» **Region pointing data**
▬▬▬
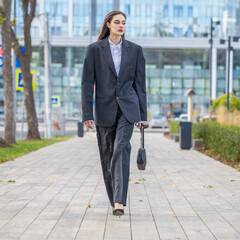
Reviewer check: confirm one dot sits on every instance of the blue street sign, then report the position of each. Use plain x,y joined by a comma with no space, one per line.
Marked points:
56,102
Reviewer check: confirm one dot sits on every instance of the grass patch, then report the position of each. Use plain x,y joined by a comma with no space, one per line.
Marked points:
23,147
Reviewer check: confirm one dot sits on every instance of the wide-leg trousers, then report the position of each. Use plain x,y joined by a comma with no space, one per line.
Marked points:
115,148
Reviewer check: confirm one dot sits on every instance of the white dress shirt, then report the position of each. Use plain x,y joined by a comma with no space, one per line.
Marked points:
116,51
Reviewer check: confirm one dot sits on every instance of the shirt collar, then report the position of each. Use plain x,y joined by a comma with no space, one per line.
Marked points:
114,45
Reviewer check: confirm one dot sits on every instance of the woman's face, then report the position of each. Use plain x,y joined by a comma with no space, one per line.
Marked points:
117,25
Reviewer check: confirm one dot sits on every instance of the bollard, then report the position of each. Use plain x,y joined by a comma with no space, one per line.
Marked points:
80,129
185,135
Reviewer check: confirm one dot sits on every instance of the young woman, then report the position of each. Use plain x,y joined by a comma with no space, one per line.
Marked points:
117,69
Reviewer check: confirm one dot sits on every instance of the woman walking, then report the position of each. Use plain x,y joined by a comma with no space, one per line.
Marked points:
117,69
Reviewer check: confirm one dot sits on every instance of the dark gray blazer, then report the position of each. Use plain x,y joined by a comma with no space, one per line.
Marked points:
128,90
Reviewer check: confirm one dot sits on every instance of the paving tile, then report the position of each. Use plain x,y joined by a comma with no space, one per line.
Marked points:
55,185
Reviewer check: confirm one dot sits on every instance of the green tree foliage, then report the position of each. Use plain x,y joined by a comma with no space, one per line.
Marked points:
234,102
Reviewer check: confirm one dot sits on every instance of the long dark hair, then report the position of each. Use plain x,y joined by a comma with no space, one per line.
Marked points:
105,32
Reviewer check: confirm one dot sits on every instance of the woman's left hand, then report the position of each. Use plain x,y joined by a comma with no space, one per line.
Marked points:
▬▬▬
» **TRY IT**
Omit all pictures and repeat the rest of the records verbatim.

» **ANSWER TO THIS TASK**
Reviewer check: confirm one dot sits on every instance of the blue street sign, then report the position of each. Use plain x,y joined by a comma with no space, one per line.
Marked points:
56,102
Reviewer check: confirm one dot sits on every instance of the grass patch, then report the position of each. Use plain x,y joined by a comma with no space, one per line.
Marked points:
23,147
Reviewer check: confirm one dot sits on every instance of the wide-leg trousers, then report the position of each. Use plain x,y joined by a comma with no space, one per line.
Marked points:
115,148
Reviewer check: confirm one dot sits on every instance of the white dress shirt, then report the position of each. Use plain x,y joined by a comma with no space, one per line.
Marked points:
116,51
Reviewer check: confirm one dot sits on every instance of the shirt collar, then report the position of each. Use plain x,y joined by a comma with no space, one per line.
Marked points:
114,45
Reviewer check: confirm one dot sits on every instance of the woman's face, then report the position of each. Use plain x,y joined by a comma with no space, one per line.
Marked points:
117,25
Reviewer check: confirm one dot sits on every instance of the bollard, then report the position of each. Use plain x,y joined by a comma with no space, one per line.
Marked points:
80,129
185,135
Reviewer check: confirm one dot sits on every instance of the young woman, then report the position of each. Use plain x,y joined by a comma with no space, one per line.
Marked points:
117,69
Reviewer check: confirm one dot sits on every instance of the woman walking, then report the position of each. Use plain x,y joined by a comma with no space, one per line.
Marked points:
117,69
Reviewer check: confirm one dot sits on every instance of the dark gray blazer, then report the position of each. Use plain x,y joined by a comma with no space, one per line.
Marked points:
128,90
Reviewer check: confirm one dot sits on every instance of the paving tile, then report the position of each. Use plain x,y joined by a comma with no space, one per line.
Marked points:
55,185
Reviewer check: confirm one dot sits on every instance of the green tree foliage, then report the position of each. Use plain x,y joined by a comma with no space, one per line.
Marked points:
234,102
Reviewer check: confirm one dot sits on every instance of the long dark hair, then report the position of each. Use plain x,y joined by a comma with no space, one per line.
Marked points:
105,32
Reviewer check: confirm one dot sits on every instance of the woman's left hand, then report the position of each. Use plain x,y joined by a comma with no space, one per line.
Marked points:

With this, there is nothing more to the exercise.